*DOCUMENT SECTION*

+ + +

The features of novelty which characterize my invention are pointed
out with particularity in the claims annexed to and forming a part
of this specification. My invention itself, however, both as to its
organization and its method of operation together with other
objects and advantages thereof, will best be understood upon
reference to the following description taken in connection with the
accompanying drawing in which the single FIGURE represents
diagrammatically a hydrogen gas generator embodying my
invention.
The drawing illustrates a sealed hydrogen generating and storage
system. This system includes a hydrogen generator comprising a
U-tube electrolysis unit 10 arranged to receive water through an
inlet 11 under control of an automatic pressure regulating valve 12
and to deliver it to the U-tube under control of a float valve 13.

+ + +

*RECORD EXCERPTS*
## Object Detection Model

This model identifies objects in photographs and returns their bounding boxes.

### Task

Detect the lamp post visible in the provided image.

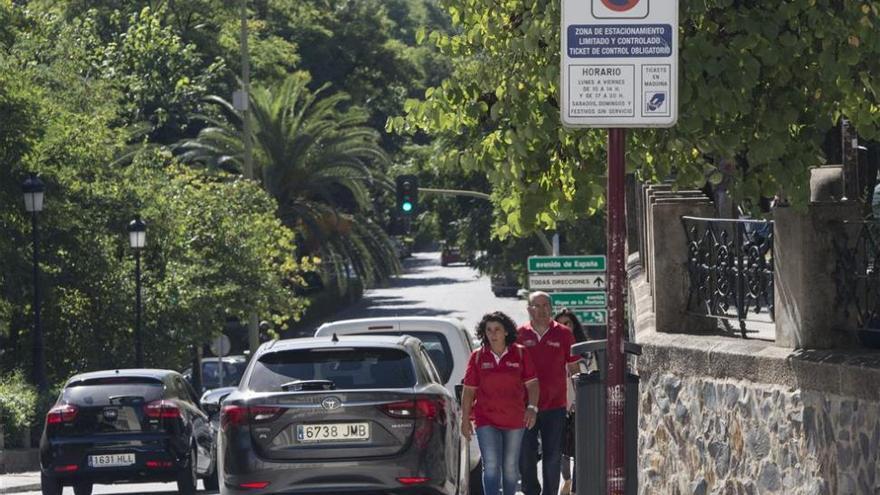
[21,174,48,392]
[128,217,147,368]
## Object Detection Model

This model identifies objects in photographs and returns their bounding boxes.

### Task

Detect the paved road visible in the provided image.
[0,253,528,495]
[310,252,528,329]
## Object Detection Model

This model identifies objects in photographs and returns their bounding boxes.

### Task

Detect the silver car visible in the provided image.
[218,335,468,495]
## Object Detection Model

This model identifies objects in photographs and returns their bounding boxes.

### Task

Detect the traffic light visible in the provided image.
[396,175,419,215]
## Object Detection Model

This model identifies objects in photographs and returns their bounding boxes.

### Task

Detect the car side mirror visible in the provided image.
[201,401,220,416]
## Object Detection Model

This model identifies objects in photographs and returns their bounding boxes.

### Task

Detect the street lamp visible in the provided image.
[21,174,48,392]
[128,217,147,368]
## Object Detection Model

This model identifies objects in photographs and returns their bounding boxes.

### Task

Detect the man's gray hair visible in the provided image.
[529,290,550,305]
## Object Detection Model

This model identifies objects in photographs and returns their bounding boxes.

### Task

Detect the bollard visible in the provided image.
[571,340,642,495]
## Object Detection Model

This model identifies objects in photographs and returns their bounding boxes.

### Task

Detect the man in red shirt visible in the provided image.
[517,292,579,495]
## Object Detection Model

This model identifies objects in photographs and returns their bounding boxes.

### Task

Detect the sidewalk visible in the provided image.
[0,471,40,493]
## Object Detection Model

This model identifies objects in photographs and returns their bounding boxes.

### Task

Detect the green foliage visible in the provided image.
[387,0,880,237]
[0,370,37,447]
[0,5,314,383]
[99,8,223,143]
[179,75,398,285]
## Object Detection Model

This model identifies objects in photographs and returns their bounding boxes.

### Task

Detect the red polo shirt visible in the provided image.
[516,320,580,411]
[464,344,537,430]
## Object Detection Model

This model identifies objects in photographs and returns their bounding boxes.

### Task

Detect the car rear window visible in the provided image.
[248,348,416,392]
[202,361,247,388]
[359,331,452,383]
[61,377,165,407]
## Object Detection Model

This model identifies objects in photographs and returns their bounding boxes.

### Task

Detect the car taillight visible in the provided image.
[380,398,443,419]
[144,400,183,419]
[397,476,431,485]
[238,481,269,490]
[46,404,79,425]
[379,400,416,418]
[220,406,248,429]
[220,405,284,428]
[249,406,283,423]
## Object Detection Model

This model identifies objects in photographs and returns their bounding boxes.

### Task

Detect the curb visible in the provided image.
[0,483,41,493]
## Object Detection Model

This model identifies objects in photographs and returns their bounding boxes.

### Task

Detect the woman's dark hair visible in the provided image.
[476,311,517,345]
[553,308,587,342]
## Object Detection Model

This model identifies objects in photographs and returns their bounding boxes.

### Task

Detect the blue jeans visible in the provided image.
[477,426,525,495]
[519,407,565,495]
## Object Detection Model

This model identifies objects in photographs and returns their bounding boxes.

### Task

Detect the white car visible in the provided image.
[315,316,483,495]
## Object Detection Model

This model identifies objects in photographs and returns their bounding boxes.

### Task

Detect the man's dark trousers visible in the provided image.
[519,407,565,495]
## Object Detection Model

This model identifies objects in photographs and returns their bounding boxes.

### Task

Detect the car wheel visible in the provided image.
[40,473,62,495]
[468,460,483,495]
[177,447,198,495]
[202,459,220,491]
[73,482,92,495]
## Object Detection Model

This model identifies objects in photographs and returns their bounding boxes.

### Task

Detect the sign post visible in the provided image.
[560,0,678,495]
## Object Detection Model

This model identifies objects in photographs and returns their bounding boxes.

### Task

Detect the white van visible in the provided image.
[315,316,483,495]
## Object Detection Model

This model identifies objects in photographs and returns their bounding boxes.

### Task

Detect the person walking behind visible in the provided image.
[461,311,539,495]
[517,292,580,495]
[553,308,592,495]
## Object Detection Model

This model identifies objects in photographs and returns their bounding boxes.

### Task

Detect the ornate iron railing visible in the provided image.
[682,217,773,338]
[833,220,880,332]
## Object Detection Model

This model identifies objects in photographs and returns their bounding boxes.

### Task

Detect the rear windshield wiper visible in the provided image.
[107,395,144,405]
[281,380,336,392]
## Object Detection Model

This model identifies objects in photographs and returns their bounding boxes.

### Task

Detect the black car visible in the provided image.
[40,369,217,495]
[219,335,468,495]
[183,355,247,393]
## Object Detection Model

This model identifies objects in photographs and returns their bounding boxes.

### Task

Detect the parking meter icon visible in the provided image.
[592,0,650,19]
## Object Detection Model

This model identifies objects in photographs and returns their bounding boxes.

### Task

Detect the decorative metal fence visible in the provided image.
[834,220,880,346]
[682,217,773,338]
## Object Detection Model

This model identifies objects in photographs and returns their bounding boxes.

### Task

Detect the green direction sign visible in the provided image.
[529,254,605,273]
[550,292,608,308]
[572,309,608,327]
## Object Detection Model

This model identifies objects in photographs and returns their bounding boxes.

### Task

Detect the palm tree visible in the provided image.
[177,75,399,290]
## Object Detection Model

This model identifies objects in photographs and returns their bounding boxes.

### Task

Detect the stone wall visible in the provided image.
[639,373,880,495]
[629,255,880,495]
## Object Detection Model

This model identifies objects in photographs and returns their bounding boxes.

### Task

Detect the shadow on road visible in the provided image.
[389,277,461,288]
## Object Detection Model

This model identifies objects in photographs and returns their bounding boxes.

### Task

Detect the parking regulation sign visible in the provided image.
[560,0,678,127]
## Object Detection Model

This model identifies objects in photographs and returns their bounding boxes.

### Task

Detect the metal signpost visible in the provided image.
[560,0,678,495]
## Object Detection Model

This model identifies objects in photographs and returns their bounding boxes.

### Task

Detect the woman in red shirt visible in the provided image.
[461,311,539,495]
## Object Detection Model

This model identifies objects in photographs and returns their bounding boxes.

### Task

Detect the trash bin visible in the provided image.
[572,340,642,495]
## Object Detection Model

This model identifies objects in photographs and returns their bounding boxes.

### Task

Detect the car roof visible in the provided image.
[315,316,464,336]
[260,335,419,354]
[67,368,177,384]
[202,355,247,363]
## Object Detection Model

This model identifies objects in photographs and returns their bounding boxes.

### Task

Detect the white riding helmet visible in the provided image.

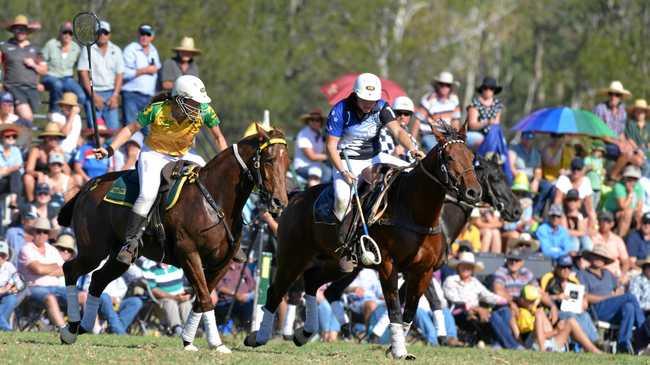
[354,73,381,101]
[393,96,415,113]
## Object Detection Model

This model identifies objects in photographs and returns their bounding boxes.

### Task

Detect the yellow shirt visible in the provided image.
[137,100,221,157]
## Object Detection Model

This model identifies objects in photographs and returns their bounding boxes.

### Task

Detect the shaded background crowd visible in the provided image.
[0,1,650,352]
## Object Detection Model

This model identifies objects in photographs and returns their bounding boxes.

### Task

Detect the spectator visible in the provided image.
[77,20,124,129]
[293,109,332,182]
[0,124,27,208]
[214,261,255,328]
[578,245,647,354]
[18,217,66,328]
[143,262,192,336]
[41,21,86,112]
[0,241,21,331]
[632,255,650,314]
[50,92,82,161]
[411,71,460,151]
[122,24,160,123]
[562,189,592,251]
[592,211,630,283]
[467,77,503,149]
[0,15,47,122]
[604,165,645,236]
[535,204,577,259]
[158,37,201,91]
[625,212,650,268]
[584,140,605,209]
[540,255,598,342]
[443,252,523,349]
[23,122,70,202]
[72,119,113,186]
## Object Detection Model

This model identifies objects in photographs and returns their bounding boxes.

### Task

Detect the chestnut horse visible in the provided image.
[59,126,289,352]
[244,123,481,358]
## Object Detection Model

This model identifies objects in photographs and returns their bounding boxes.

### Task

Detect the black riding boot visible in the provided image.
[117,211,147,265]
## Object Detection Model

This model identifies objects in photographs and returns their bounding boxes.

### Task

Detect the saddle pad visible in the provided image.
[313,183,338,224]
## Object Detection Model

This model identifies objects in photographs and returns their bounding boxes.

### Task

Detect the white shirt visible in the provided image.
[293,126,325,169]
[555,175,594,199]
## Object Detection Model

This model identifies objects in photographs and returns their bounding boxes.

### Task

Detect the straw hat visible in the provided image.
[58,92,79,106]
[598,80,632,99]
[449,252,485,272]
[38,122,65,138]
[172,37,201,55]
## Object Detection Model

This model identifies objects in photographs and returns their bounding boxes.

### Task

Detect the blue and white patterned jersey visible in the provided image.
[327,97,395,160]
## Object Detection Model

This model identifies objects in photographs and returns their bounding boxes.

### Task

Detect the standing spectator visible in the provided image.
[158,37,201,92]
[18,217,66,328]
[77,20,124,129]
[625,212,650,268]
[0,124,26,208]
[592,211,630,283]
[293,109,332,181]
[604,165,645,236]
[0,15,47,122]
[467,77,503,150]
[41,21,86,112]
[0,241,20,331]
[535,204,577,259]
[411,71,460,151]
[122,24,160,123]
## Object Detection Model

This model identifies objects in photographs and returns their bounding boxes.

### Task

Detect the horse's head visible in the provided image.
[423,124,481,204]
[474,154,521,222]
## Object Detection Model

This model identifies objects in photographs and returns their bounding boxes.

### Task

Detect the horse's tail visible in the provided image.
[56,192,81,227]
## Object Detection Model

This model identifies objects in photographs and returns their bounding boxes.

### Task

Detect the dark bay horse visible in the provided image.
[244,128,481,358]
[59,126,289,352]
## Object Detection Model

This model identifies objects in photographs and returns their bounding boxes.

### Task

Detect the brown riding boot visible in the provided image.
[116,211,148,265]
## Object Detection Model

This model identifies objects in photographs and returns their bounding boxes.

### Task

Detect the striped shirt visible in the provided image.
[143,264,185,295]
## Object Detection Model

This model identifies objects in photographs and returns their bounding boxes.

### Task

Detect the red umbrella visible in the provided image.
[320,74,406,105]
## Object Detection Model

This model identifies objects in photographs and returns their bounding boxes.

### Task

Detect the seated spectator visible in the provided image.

+ + +

*TASK STATEMENT*
Please list each part in the hydrogen generator passage that has a reference number, along with that number. You can work without the entries.

*OUTPUT BELOW*
- U-tube electrolysis unit 10
- inlet 11
- automatic pressure regulating valve 12
- float valve 13